PROBLEM TO WORK ON: Unless it is a picture, every line from the start of the entries through the line with "Target: sea wave" must be retyped exactly.

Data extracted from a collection
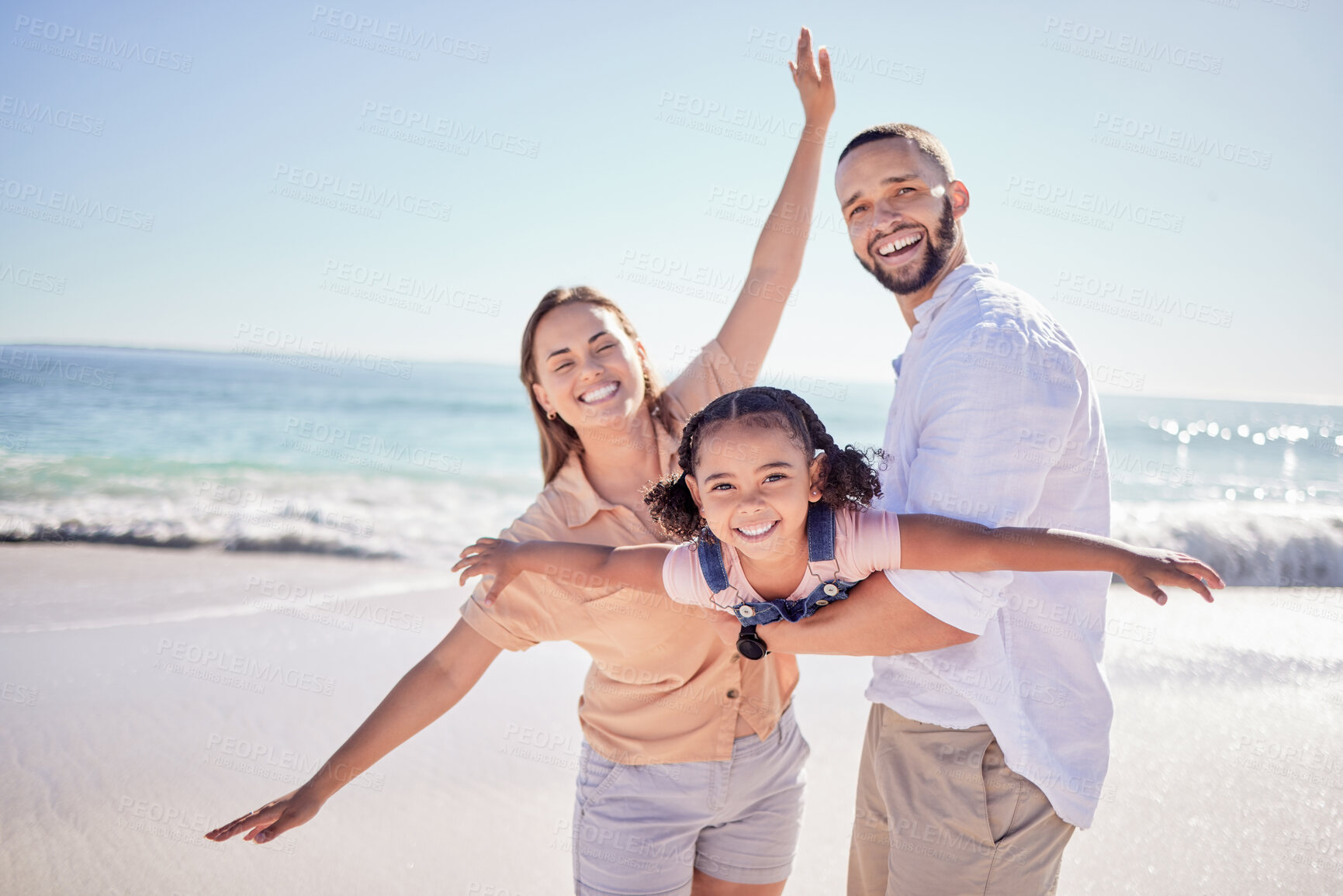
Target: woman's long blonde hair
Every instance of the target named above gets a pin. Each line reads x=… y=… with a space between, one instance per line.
x=558 y=438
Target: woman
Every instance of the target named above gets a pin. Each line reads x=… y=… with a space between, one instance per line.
x=691 y=774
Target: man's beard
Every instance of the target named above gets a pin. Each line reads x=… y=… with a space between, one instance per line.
x=935 y=257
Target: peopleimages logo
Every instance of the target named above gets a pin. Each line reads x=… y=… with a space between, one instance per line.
x=97 y=42
x=1089 y=206
x=1123 y=47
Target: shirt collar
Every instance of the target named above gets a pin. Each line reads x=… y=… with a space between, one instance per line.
x=580 y=500
x=950 y=285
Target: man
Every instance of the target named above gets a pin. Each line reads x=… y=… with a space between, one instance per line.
x=988 y=734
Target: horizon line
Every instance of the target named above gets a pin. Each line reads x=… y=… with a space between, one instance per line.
x=1272 y=398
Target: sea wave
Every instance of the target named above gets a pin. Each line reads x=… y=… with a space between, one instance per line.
x=282 y=512
x=1260 y=545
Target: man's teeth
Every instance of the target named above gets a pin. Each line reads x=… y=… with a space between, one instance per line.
x=599 y=393
x=896 y=245
x=755 y=530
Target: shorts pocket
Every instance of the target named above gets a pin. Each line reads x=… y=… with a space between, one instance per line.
x=597 y=776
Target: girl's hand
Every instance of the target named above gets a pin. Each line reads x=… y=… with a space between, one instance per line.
x=272 y=820
x=488 y=556
x=1153 y=567
x=814 y=84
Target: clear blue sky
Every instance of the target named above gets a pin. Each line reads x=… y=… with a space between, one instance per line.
x=589 y=180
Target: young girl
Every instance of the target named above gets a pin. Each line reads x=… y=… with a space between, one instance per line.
x=774 y=521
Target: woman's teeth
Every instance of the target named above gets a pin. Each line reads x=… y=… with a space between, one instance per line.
x=896 y=245
x=755 y=531
x=599 y=393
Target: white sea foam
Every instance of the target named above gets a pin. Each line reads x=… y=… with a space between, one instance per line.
x=1258 y=545
x=389 y=516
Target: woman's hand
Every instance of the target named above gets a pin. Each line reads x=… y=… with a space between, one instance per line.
x=274 y=818
x=1148 y=569
x=488 y=556
x=814 y=84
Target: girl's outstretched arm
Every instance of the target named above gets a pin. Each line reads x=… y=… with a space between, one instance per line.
x=637 y=567
x=929 y=541
x=777 y=262
x=424 y=694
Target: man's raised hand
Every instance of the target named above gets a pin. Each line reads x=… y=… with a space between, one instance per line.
x=814 y=84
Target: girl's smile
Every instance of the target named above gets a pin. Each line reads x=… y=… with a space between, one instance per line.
x=753 y=485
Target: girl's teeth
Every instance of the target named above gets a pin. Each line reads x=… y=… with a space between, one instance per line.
x=597 y=395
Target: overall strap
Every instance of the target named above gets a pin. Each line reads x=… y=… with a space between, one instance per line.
x=821 y=541
x=711 y=562
x=821 y=532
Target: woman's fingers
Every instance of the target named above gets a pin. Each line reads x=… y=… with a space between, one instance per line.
x=1151 y=590
x=493 y=593
x=1182 y=579
x=805 y=62
x=251 y=820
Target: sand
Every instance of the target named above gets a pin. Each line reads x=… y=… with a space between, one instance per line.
x=124 y=736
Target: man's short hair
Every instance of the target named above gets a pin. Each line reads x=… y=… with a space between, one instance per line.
x=928 y=145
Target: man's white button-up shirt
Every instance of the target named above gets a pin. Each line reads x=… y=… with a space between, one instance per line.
x=994 y=420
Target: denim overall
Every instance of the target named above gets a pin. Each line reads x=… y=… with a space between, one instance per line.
x=821 y=562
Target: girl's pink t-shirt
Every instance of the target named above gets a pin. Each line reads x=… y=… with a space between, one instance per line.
x=865 y=541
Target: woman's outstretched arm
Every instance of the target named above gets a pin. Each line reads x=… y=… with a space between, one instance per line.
x=424 y=694
x=753 y=319
x=639 y=566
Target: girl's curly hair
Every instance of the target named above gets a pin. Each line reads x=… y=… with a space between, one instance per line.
x=848 y=476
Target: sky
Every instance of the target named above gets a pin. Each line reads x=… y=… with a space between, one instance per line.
x=409 y=179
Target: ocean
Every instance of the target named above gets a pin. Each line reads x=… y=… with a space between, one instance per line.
x=168 y=449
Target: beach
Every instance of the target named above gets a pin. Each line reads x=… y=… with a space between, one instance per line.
x=151 y=695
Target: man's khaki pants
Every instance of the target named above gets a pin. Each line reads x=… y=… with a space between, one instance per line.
x=939 y=811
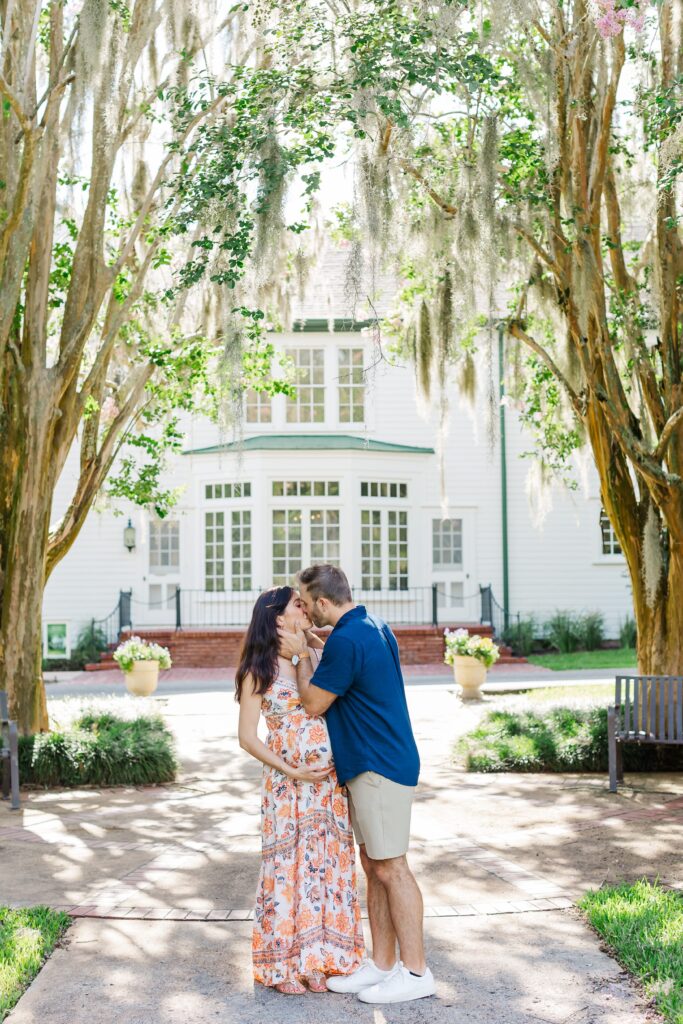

TASK ANSWER:
Target: woman's long blonde hair
Every instance of the target named above gets a pin. Each line reads x=… y=… with a space between, one instance per line.
x=558 y=438
Target: woman
Every instance of the target named above gets a pin. Each line reads x=… y=… with a space between, one instance per line.
x=691 y=774
Target: man's beard
Every instance of the target named above gets a pin. Each line reads x=… y=… with a space between, one instance per line.
x=935 y=257
Target: peopleimages logo
Every instance of the target named above gets a pin. Each line reads x=… y=… with a space between, one instance per line.
x=97 y=42
x=1089 y=206
x=1123 y=47
Target: shirt collar
Every instance of the target named above gets a pin. Each line reads x=… y=… with a space between, one instance per line.
x=580 y=500
x=950 y=285
Target: man
Every instance of the target named above gets a pin. Each line reads x=… y=… with a space between, one instance per line.
x=988 y=734
Target: horizon line
Every instance of the target named above gets a pin. Each line reads x=… y=… with a space between, one instance per line.
x=1272 y=398
Target: sea wave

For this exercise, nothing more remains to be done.